Set down exactly the lines below, starting at the one that contains "the sea, each" and ending at the one that contains "In the photo above, where can the amber glass", with both of those lines included and nothing else.

Records from a collection:

——

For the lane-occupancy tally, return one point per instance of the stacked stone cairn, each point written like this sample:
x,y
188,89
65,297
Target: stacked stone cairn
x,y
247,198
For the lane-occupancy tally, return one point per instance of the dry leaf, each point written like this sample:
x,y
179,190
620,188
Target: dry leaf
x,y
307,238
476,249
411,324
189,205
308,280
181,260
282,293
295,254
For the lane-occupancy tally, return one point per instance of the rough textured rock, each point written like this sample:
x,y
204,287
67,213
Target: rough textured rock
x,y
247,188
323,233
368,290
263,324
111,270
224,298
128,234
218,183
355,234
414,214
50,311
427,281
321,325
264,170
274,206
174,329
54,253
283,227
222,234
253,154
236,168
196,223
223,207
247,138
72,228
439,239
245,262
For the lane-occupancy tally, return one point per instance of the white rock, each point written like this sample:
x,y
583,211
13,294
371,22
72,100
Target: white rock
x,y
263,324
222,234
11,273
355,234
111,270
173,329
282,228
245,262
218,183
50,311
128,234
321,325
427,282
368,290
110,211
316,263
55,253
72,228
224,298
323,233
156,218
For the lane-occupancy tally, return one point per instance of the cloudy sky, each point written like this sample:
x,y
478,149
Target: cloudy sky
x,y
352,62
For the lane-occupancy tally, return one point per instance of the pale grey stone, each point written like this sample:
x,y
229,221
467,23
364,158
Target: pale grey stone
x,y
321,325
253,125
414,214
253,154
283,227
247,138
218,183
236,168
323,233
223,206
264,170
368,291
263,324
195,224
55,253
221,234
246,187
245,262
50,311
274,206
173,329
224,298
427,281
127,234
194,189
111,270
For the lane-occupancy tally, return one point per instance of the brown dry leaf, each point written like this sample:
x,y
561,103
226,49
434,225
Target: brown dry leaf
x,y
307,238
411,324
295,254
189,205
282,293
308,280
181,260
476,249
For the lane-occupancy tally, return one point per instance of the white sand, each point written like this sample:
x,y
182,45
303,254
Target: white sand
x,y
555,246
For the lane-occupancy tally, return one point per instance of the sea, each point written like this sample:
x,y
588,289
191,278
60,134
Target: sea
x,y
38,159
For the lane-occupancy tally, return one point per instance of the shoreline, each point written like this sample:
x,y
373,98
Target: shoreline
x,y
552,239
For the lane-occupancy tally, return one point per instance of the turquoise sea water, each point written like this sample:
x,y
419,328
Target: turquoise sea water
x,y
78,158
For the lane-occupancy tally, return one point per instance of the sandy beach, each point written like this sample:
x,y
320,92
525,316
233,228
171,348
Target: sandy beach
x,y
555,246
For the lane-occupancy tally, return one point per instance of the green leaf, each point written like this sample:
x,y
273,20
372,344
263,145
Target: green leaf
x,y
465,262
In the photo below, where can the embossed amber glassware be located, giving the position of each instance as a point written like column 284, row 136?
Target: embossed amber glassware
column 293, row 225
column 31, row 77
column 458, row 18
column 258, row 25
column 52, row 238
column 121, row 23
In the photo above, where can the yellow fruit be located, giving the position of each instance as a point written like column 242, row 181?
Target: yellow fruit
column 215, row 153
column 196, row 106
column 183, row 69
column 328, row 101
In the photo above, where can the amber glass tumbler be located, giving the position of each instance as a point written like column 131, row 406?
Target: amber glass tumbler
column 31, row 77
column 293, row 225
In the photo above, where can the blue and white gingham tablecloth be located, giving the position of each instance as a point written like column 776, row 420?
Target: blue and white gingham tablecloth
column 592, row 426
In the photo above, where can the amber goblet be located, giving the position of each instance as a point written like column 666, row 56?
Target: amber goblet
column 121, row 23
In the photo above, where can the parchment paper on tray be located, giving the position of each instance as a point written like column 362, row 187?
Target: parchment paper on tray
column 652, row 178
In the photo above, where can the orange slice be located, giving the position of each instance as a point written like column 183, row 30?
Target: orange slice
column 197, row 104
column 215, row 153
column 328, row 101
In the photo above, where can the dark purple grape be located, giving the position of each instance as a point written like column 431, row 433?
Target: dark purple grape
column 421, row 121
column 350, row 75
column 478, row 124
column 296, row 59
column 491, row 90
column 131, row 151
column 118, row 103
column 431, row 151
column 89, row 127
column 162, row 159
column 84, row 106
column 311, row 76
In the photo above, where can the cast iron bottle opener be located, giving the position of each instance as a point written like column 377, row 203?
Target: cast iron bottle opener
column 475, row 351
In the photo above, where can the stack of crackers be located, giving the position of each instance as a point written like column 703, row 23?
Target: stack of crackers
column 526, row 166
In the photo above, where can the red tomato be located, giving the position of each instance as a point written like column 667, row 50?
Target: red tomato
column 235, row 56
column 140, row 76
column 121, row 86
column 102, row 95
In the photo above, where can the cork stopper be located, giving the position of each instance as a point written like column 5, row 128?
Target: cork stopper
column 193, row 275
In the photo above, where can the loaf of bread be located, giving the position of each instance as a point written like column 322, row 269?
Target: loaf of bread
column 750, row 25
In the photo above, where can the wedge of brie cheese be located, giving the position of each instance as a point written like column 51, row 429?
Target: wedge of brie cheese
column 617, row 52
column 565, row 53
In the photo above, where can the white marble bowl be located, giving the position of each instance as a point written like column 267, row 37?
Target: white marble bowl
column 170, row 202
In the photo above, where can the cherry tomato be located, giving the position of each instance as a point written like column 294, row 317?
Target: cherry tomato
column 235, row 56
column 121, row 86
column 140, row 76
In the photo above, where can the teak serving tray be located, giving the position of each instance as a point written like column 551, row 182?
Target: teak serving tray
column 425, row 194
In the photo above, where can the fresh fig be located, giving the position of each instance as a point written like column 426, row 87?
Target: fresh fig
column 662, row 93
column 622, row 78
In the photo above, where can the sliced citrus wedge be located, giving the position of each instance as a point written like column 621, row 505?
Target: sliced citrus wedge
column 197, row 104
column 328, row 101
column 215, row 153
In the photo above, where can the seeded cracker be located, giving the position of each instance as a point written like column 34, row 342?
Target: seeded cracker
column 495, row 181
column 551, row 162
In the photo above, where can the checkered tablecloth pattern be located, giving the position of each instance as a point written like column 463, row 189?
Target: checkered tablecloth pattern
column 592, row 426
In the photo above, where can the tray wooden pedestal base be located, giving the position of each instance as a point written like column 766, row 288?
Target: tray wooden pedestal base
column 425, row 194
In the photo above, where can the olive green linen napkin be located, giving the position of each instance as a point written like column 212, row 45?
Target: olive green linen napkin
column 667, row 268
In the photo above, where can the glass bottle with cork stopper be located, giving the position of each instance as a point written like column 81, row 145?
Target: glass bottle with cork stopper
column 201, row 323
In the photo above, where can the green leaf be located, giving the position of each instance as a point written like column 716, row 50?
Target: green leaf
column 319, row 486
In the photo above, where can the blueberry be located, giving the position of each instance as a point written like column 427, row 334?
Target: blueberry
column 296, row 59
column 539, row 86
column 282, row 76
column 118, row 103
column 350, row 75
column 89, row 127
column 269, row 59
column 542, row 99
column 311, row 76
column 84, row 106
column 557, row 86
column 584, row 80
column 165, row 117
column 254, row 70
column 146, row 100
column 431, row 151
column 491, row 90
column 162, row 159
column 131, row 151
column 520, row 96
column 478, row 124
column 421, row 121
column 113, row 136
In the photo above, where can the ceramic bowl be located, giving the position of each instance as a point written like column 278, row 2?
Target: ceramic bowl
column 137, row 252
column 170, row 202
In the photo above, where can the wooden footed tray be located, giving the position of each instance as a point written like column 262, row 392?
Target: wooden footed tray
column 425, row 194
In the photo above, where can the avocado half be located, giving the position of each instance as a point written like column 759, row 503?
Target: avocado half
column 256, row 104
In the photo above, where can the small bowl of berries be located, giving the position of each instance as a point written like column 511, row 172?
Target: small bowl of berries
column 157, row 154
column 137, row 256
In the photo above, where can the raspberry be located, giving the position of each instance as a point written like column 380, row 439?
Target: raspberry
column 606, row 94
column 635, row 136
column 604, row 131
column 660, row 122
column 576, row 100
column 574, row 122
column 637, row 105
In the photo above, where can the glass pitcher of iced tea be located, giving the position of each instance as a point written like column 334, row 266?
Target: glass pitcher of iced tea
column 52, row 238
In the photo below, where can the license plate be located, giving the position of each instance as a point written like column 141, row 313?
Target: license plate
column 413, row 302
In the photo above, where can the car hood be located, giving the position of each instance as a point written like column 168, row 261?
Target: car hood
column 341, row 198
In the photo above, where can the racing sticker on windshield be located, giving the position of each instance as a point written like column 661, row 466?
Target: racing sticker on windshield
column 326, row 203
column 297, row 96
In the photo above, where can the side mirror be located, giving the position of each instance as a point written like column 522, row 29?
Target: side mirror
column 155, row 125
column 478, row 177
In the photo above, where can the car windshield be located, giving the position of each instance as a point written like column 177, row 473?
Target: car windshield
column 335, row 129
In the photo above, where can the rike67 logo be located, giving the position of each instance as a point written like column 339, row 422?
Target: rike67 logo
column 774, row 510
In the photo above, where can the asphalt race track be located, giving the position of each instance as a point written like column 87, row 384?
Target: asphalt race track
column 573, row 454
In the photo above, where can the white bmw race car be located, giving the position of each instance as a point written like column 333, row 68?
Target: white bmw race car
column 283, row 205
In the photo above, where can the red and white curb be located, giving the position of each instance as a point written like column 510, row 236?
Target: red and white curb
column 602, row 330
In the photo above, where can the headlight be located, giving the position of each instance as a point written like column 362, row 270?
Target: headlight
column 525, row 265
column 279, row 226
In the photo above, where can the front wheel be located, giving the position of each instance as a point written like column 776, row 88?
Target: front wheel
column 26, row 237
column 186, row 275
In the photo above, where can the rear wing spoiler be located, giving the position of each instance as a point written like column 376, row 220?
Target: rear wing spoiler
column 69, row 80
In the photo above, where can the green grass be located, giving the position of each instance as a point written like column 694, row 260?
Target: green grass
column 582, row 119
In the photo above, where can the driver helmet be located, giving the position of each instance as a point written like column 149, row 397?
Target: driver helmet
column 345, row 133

——

=== RESULT FOR THIS EXERCISE ===
For the lane-occupancy tally, return one point per instance of the sea, each point written like this sample:
x,y
588,289
191,278
60,134
Target: sea
x,y
38,159
For the lane-occupancy tally, return one point per instance of the shoreline, each point written like this sample:
x,y
373,98
Target: shoreline
x,y
552,239
For the lane-occupancy tally, return one point per instance of the turquoise sea water, each point written like this sample:
x,y
419,328
Target: turquoise sea water
x,y
78,158
For the lane-occupancy tally, return one point per instance of the sandy beach, each point written like this sample:
x,y
320,92
525,316
233,228
171,348
Target: sandy beach
x,y
555,246
For the lane-occupancy tally, return one point per instance of the green leaf, each point written like this sample:
x,y
273,20
372,344
263,145
Target: green leaf
x,y
465,262
In the photo below, where can the embossed amber glassware be located, giving the position of each instance as a point written like column 284, row 136?
Target: embossed amber glassware
column 293, row 225
column 31, row 77
column 458, row 18
column 258, row 25
column 52, row 238
column 121, row 23
In the photo above, where can the yellow fruit be located, giving the position of each instance as a point written like column 242, row 181?
Target: yellow fruit
column 215, row 153
column 196, row 106
column 183, row 69
column 328, row 101
In the photo above, where can the amber glass tumbler be located, giving the position of each instance as a point written like column 131, row 406?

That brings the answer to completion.